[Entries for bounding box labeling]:
— Begin —

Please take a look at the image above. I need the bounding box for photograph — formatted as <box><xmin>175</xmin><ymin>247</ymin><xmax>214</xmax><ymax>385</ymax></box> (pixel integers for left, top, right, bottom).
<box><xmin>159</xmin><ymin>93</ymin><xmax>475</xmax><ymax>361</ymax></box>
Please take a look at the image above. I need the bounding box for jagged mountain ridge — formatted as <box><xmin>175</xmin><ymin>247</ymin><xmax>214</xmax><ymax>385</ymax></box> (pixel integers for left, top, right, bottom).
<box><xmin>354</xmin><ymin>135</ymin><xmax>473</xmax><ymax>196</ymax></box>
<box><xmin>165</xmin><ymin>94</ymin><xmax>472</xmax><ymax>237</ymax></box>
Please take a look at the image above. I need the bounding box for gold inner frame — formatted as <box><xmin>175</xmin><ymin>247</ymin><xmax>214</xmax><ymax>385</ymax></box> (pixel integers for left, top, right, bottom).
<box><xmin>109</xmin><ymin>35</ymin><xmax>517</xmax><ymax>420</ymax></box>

— End —

[Exercise objective]:
Write out the records again, swapping each "pixel integers" for "whole-number pixel values" and leaving everything else the same.

[Full solution]:
Please take a look at the image above. I need the bounding box for photograph — formatted as <box><xmin>175</xmin><ymin>247</ymin><xmax>214</xmax><ymax>385</ymax></box> (whole-number pixel values for left, top, right, bottom).
<box><xmin>159</xmin><ymin>93</ymin><xmax>475</xmax><ymax>361</ymax></box>
Please take a look at the image above. I need the bounding box for jagged mountain ridge — formatted as <box><xmin>175</xmin><ymin>247</ymin><xmax>214</xmax><ymax>385</ymax></box> (whole-number pixel values for left, top, right, bottom).
<box><xmin>354</xmin><ymin>135</ymin><xmax>473</xmax><ymax>196</ymax></box>
<box><xmin>165</xmin><ymin>94</ymin><xmax>472</xmax><ymax>237</ymax></box>
Please take a look at the image above. I need the bounding box for gold inner frame — formatted as <box><xmin>175</xmin><ymin>247</ymin><xmax>214</xmax><ymax>385</ymax></box> (whole-number pixel values for left, top, right, bottom).
<box><xmin>109</xmin><ymin>35</ymin><xmax>517</xmax><ymax>420</ymax></box>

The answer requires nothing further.